- _Document extract_
1. College Majors Data Set

Using the 173 majors listed in fivethirtyeight.com’s College Majors dataset [https://fivethirtyeight.com/features/the-economic-guide-to-picking-a-college-major/], provide code that identifies the majors that contain either “DATA” or “STATISTICS”

Approach:

  1. Import dataset
  2. Use str_detect() to identify strings containing “STATISTICS” or “DATA”
  3. Subset rows with filter() retrieve these strings
majors <- read_csv("https://raw.githubusercontent.com/fivethirtyeight/data/master/college-majors/majors-list.csv")
## 
## -- Column specification --------------------------------------------------------
## cols(
##   FOD1P = col_character(),
##   Major = col_character(),
##   Major_Category = col_character()
## )
majors%<>%filter(str_detect(Major, "STATISTICS|DATA"))

majors%>%kbl()%>%kable_material(c("striped"))
FOD1P Major Major_Category
6212 MANAGEMENT INFORMATION SYSTEMS AND STATISTICS Business
2101 COMPUTER PROGRAMMING AND DATA PROCESSING Computers & Mathematics
3702 STATISTICS AND DECISION SCIENCE Computers & Mathematics

2. Write code that transforms the data below:

[1] “bell pepper” “bilberry” “blackberry” “blood orange” [5] “blueberry” “cantaloupe” “chili pepper” “cloudberry”
[9] “elderberry” “lime” “lychee” “mulberry”
[13] “olive” “salal berry”

Into a format like this:

c(“bell pepper”, “bilberry”, “blackberry”, “blood orange”, “blueberry”, “cantaloupe”, “chili pepper”, “cloudberry”, “elderberry”, “lime”, “lychee”, “mulberry”, “olive”, “salal berry”)

Approach: adapted from https://bit.ly/2N4Q6zW

  1. shQuote() - dbl quote a string to be passed into os shell, cmd is Windows default
  2. paste() - create a character string and separate results with a comma via the collapse argument
  3. cat() - outputs as a character vector
d<- c("bell pepper", "bilberry", "blackberry", "blood orange", "blueberry", "cantaloupe", "chili pepper", "cloudberry", "elderberry", "lime", "lychee", "mulberry", "olive", "salal berry")


d<-(cat(paste(shQuote(d, type="cmd"), collapse=", ")))

- _Written exercise A_
Reproduce the R exercise from "1. Import dataset" to "Major_Category = col_character()".
- _Written exercise B_
List every major shown in the results table of the R exercise.
- _Written exercise C_
Continue the R exercise on college majors and string formatting from the point where it stops.
The items that come after the R exercise have no connection to it.

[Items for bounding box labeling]
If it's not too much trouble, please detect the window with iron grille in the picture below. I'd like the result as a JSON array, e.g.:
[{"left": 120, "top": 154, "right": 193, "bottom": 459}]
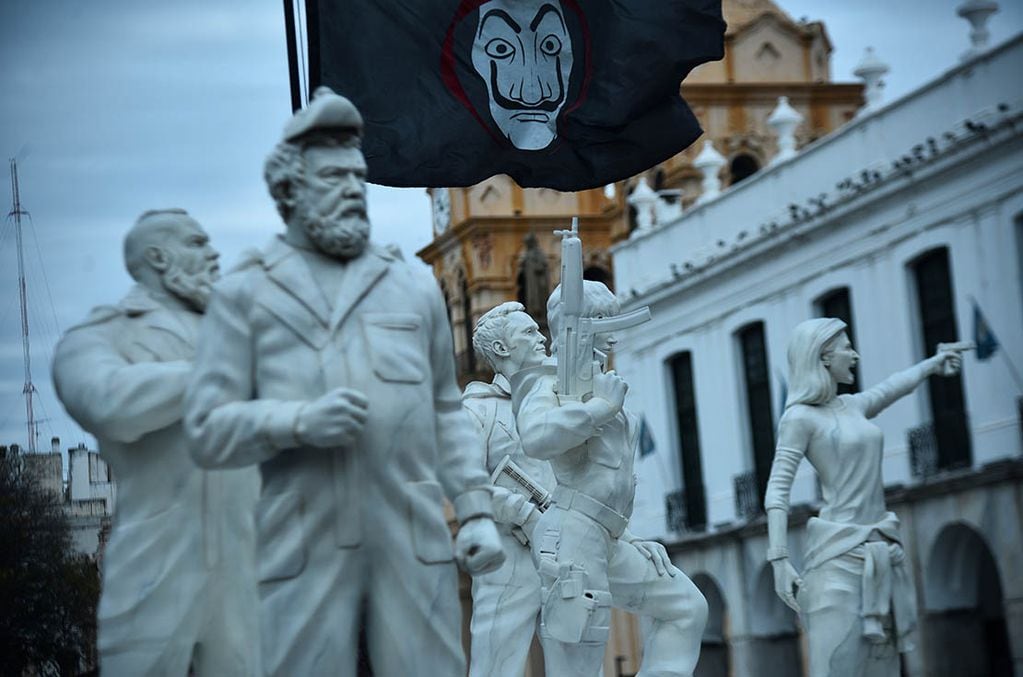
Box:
[
  {"left": 738, "top": 322, "right": 774, "bottom": 505},
  {"left": 911, "top": 247, "right": 973, "bottom": 470},
  {"left": 668, "top": 351, "right": 707, "bottom": 530}
]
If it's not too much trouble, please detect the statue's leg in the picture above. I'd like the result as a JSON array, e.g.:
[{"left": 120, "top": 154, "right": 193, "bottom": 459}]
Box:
[
  {"left": 192, "top": 561, "right": 263, "bottom": 677},
  {"left": 798, "top": 548, "right": 899, "bottom": 677},
  {"left": 259, "top": 538, "right": 368, "bottom": 677},
  {"left": 469, "top": 548, "right": 540, "bottom": 677},
  {"left": 533, "top": 507, "right": 612, "bottom": 677},
  {"left": 608, "top": 541, "right": 707, "bottom": 677}
]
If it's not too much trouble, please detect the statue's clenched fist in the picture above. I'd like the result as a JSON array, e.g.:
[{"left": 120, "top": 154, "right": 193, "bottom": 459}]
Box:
[
  {"left": 295, "top": 388, "right": 368, "bottom": 448},
  {"left": 454, "top": 517, "right": 504, "bottom": 576}
]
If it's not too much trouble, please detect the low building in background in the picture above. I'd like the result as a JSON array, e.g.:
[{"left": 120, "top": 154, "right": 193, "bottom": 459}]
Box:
[
  {"left": 613, "top": 29, "right": 1023, "bottom": 677},
  {"left": 8, "top": 438, "right": 117, "bottom": 560}
]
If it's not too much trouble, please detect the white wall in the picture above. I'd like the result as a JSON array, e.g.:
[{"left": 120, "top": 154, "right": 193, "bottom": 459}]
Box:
[{"left": 614, "top": 37, "right": 1023, "bottom": 548}]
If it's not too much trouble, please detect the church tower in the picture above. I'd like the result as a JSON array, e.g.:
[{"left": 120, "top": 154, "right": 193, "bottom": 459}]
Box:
[{"left": 417, "top": 0, "right": 863, "bottom": 385}]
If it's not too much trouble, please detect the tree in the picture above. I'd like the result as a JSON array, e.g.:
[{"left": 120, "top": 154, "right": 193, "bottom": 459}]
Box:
[{"left": 0, "top": 450, "right": 99, "bottom": 675}]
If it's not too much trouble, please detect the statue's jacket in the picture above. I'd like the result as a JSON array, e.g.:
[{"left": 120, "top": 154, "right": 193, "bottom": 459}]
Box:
[
  {"left": 186, "top": 238, "right": 489, "bottom": 584},
  {"left": 53, "top": 286, "right": 259, "bottom": 651},
  {"left": 461, "top": 374, "right": 557, "bottom": 588}
]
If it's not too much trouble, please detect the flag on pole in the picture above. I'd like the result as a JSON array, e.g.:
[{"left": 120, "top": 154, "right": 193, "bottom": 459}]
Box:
[
  {"left": 973, "top": 300, "right": 998, "bottom": 361},
  {"left": 298, "top": 0, "right": 724, "bottom": 190},
  {"left": 639, "top": 416, "right": 657, "bottom": 458}
]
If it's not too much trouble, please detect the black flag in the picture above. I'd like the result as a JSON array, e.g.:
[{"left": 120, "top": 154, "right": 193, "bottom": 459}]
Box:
[{"left": 306, "top": 0, "right": 724, "bottom": 190}]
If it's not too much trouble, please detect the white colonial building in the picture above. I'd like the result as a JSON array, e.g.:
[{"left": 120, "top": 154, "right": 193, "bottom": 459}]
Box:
[{"left": 613, "top": 30, "right": 1023, "bottom": 677}]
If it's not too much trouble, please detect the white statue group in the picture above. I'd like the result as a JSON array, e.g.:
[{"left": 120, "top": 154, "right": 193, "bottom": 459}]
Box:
[{"left": 53, "top": 88, "right": 961, "bottom": 677}]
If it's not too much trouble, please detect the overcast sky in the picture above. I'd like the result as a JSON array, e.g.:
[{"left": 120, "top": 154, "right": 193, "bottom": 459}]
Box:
[{"left": 0, "top": 0, "right": 1023, "bottom": 456}]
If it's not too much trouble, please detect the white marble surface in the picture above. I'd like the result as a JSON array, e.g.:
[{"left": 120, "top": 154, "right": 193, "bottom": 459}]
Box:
[
  {"left": 53, "top": 211, "right": 259, "bottom": 677},
  {"left": 515, "top": 273, "right": 707, "bottom": 676},
  {"left": 185, "top": 88, "right": 503, "bottom": 676},
  {"left": 462, "top": 302, "right": 554, "bottom": 677},
  {"left": 764, "top": 318, "right": 964, "bottom": 677}
]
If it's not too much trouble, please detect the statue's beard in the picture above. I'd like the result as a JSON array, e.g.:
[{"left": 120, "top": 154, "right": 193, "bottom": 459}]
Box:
[
  {"left": 163, "top": 263, "right": 220, "bottom": 313},
  {"left": 300, "top": 214, "right": 369, "bottom": 261}
]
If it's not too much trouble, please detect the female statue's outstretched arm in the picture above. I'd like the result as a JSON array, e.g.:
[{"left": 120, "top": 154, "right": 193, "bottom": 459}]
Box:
[{"left": 845, "top": 351, "right": 963, "bottom": 418}]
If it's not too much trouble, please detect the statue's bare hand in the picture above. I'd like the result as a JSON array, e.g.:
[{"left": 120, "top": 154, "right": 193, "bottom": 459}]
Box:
[
  {"left": 593, "top": 371, "right": 629, "bottom": 415},
  {"left": 454, "top": 517, "right": 504, "bottom": 576},
  {"left": 295, "top": 388, "right": 368, "bottom": 448},
  {"left": 771, "top": 557, "right": 803, "bottom": 614},
  {"left": 632, "top": 541, "right": 678, "bottom": 577}
]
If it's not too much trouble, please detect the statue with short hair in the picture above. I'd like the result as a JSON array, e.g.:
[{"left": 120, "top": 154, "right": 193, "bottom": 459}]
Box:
[
  {"left": 185, "top": 87, "right": 503, "bottom": 676},
  {"left": 764, "top": 318, "right": 970, "bottom": 677},
  {"left": 513, "top": 280, "right": 707, "bottom": 677},
  {"left": 461, "top": 301, "right": 554, "bottom": 677},
  {"left": 53, "top": 209, "right": 260, "bottom": 677}
]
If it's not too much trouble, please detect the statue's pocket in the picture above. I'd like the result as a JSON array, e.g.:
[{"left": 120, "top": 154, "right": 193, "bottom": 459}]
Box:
[
  {"left": 406, "top": 480, "right": 454, "bottom": 565},
  {"left": 256, "top": 493, "right": 306, "bottom": 583},
  {"left": 362, "top": 313, "right": 428, "bottom": 383}
]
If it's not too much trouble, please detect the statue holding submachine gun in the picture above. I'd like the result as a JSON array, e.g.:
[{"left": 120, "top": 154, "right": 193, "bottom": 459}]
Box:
[{"left": 512, "top": 221, "right": 707, "bottom": 677}]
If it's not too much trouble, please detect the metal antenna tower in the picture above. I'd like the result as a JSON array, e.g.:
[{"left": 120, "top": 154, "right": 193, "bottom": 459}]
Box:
[{"left": 7, "top": 160, "right": 37, "bottom": 453}]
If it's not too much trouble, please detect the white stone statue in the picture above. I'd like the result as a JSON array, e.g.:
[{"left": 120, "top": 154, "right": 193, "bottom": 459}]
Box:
[
  {"left": 462, "top": 302, "right": 554, "bottom": 677},
  {"left": 53, "top": 210, "right": 260, "bottom": 677},
  {"left": 764, "top": 318, "right": 967, "bottom": 677},
  {"left": 185, "top": 88, "right": 503, "bottom": 677},
  {"left": 513, "top": 278, "right": 707, "bottom": 677}
]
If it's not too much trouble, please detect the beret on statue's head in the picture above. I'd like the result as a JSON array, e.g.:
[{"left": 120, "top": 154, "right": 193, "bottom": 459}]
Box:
[{"left": 283, "top": 87, "right": 362, "bottom": 141}]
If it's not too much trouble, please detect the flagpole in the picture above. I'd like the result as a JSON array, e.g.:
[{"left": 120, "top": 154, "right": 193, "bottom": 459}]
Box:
[
  {"left": 967, "top": 294, "right": 1023, "bottom": 395},
  {"left": 284, "top": 0, "right": 302, "bottom": 112}
]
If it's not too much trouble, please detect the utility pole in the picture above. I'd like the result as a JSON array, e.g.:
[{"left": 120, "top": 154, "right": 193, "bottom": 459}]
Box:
[{"left": 7, "top": 160, "right": 37, "bottom": 453}]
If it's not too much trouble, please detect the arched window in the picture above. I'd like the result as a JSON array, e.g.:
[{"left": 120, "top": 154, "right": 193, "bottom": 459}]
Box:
[{"left": 728, "top": 152, "right": 760, "bottom": 186}]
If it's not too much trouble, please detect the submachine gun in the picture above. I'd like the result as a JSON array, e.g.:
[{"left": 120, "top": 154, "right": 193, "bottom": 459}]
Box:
[{"left": 554, "top": 217, "right": 650, "bottom": 401}]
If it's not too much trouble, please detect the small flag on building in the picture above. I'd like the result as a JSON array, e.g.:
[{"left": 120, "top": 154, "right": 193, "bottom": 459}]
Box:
[
  {"left": 306, "top": 0, "right": 724, "bottom": 190},
  {"left": 973, "top": 301, "right": 998, "bottom": 360},
  {"left": 639, "top": 416, "right": 657, "bottom": 458}
]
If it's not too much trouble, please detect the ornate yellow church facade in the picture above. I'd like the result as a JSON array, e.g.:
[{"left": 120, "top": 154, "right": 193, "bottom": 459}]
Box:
[{"left": 417, "top": 0, "right": 863, "bottom": 677}]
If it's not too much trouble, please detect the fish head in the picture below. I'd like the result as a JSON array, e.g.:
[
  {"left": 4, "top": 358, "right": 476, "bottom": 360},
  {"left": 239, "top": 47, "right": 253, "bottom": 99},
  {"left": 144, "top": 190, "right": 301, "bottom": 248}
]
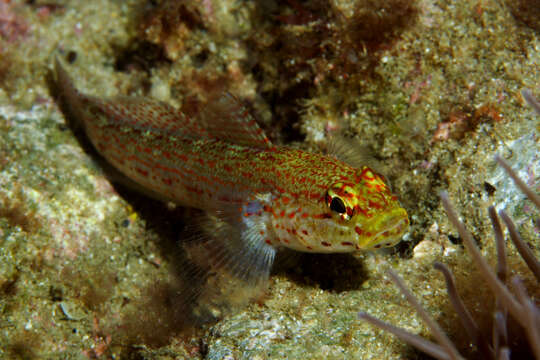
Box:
[{"left": 278, "top": 167, "right": 409, "bottom": 253}]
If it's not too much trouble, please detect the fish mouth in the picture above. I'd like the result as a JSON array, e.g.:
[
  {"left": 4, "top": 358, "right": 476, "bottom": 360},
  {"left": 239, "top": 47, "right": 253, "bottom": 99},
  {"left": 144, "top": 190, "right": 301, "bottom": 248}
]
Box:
[{"left": 363, "top": 208, "right": 409, "bottom": 249}]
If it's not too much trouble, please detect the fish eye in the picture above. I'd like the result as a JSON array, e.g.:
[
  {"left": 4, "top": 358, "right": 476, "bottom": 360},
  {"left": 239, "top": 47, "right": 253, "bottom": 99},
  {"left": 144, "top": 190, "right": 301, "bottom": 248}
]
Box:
[{"left": 330, "top": 196, "right": 347, "bottom": 214}]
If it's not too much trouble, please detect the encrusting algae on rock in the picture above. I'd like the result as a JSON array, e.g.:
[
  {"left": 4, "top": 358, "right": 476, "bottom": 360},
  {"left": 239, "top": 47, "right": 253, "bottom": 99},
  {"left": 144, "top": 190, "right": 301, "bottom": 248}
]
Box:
[{"left": 52, "top": 56, "right": 409, "bottom": 320}]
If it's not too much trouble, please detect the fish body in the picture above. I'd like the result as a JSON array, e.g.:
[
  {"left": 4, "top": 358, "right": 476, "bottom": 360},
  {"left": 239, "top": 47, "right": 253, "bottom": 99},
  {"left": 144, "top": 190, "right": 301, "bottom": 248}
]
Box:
[{"left": 56, "top": 62, "right": 409, "bottom": 286}]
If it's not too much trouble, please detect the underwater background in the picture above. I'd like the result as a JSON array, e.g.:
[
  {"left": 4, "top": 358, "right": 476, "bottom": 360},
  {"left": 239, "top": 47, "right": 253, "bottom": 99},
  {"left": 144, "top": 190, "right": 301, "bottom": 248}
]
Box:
[{"left": 0, "top": 0, "right": 540, "bottom": 359}]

- _Task output A_
1. Import dataset
  2. Use str_detect() to identify strings containing “STATISTICS” or “DATA”
  3. Subset rows with filter() retrieve these strings
majors <- read_csv("https://raw.githubusercontent.com/fivethirtyeight/data/master/college-majors/majors-list.csv")
## 
## -- Column specification --------------------------------------------------------
## cols(
##   FOD1P = col_character(),
##   Major = col_character(),
##   Major_Category = col_character()

- _Task output B_
MANAGEMENT INFORMATION SYSTEMS AND STATISTICS
COMPUTER PROGRAMMING AND DATA PROCESSING
STATISTICS AND DECISION SCIENCE

- _Task output C_
## "bell pepper", "bilberry", "blackberry", "blood orange", "blueberry", "cantaloupe", "chili pepper", "cloudberry", "elderberry", "lime", "lychee", "mulberry", "olive", "salal berry"

3. Describe, in words, what these expressions will match:

(.)\1\1 - missing quotes, no match,  treated as a literal

“(.)(.)\2\1” - matches two single character capture groups followed by their reverse order.

For example: if x= “bannnaannana” the match is “naan”

(..)\1 - missing quotes, no match,  treated as a literal

“(.).\1.\1” - matches a single character capture group followed by another character, this pattern repeats, and ends with the first capture group.

For example: if x= “bannnaannantnan” the match is “nantn”

"(.)(.)(.).\3\2\1" - matches a sequence of three single character capture groups followed by a character that repeats one or more time followed by a sequence of the three capture groups in reverse order.

For example: if x= “banntaannantnan” the match is“anntaanna”

4. Construct regular expressions to match words that:

Start and end with the same character.

^(.).*\1$

Contain a repeated pair of letters (e.g. “church” contains “ch” repeated twice.)

(\w{2}).*?(\1) Adapted from: https://bit.ly/2Ng5lps

Contain one letter repeated in at least three places (e.g. “eleven” contains three “e”s.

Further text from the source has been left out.